### EXTRACT PROVIDED
Sierra Leone Red Cross Society
- Founded: 1962
- Type: Non-profit organisation
- Focus: Humanitarian Aid
- Location: Sierra Leone;
- Affiliations: International Committee of the Red Cross International Federation of Red Cross and Red Crescent Societies

= Sierra Leone Red Cross Society =

Non-profit organization in Sierra Leone

Sierra Leone Red Cross Society (SLRCS) was established in 1962 by an act of the Parliament of Sierra Leone and is a national society. It has its headquarters in Freetown.

The SLRCS is to render medical and humanitarian assistance to the Armed Forces and citizens of Sierra Leone during times of conflict, disasters or humanitarian crisis. Each year on May 8, the SLRCS joins the rest of the world in celebrating the World Red Cross and Red Crescent Day.

== History ==
The SLRCS played a major part in containing and managing the Ebola crisis/outbreak and in recovery operations from 2014 to 2016.

Referring expression data:

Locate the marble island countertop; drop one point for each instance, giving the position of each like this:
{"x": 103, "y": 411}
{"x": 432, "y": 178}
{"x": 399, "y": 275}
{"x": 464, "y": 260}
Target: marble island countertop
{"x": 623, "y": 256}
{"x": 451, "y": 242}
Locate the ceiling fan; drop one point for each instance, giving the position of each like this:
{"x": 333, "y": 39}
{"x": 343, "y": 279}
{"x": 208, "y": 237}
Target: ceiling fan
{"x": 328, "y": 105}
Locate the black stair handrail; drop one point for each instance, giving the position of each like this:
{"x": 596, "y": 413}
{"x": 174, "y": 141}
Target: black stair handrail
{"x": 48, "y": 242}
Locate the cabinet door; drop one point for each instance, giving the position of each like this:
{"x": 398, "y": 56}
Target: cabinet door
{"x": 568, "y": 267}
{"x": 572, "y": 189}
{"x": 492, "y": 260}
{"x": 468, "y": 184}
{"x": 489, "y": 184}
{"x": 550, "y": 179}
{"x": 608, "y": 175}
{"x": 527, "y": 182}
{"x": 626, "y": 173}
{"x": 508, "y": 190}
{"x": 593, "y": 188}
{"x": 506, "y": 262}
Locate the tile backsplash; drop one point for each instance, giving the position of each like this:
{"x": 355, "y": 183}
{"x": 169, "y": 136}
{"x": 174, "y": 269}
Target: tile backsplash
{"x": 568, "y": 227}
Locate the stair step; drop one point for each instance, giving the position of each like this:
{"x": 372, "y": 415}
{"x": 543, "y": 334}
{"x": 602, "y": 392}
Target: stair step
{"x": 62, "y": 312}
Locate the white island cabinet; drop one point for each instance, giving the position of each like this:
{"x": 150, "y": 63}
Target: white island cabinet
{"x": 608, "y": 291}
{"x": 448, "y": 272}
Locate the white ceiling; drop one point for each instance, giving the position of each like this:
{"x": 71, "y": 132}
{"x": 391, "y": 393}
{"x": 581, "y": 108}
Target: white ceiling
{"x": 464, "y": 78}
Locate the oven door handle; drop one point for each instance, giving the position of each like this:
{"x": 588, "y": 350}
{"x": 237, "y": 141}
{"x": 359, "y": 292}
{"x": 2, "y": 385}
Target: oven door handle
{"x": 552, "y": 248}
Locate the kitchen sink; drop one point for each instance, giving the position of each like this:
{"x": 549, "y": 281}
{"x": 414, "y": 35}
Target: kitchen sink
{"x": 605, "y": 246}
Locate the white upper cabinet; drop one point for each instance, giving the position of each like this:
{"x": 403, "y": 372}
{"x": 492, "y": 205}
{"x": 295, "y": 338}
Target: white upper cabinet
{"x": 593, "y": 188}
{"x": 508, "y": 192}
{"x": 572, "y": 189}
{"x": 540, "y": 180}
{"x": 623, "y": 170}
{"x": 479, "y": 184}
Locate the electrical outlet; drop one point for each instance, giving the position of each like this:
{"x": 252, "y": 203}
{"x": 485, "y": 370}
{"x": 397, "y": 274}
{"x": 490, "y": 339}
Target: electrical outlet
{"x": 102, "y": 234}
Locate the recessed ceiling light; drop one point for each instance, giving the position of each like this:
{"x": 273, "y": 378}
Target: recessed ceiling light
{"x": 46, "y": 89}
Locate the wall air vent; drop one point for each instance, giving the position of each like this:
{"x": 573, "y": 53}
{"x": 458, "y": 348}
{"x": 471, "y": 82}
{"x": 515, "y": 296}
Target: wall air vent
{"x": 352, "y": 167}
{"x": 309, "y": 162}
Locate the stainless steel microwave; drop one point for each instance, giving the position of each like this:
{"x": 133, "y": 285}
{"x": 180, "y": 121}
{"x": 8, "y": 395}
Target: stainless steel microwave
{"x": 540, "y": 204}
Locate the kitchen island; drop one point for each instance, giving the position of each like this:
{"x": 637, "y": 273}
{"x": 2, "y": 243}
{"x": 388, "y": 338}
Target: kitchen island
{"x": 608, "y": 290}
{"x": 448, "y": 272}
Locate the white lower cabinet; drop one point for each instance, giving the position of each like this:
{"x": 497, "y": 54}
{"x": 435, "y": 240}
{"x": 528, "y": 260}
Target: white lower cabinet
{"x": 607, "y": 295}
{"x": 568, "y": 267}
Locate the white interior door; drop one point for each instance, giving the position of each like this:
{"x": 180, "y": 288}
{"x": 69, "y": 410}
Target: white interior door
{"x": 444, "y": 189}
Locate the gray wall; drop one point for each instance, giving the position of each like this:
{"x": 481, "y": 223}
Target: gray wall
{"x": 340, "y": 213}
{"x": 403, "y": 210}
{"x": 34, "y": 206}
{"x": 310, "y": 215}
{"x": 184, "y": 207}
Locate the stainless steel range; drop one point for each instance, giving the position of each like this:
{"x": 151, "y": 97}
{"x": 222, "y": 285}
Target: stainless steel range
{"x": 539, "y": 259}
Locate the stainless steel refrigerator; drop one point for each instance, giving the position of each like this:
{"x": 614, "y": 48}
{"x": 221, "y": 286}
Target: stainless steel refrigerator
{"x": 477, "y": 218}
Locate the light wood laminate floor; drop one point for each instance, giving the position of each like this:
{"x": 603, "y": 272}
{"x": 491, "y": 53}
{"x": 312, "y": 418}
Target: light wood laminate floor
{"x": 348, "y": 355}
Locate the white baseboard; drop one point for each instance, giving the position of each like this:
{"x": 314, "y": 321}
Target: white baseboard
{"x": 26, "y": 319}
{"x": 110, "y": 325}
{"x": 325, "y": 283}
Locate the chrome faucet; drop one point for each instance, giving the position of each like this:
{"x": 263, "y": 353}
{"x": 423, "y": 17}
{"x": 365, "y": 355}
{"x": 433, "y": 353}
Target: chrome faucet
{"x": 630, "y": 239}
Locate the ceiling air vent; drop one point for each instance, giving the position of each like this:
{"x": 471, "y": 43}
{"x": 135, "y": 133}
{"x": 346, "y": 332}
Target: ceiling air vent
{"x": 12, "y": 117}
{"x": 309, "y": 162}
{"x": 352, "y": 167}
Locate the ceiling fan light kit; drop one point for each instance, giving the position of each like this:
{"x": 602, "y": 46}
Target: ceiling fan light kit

### ACTIVITY
Please list the circumstances during which, according to the Sierra Leone Red Cross Society article, the SLRCS renders medical and humanitarian assistance.

### COMPLETED TASK
Conflict, disasters, humanitarian crisis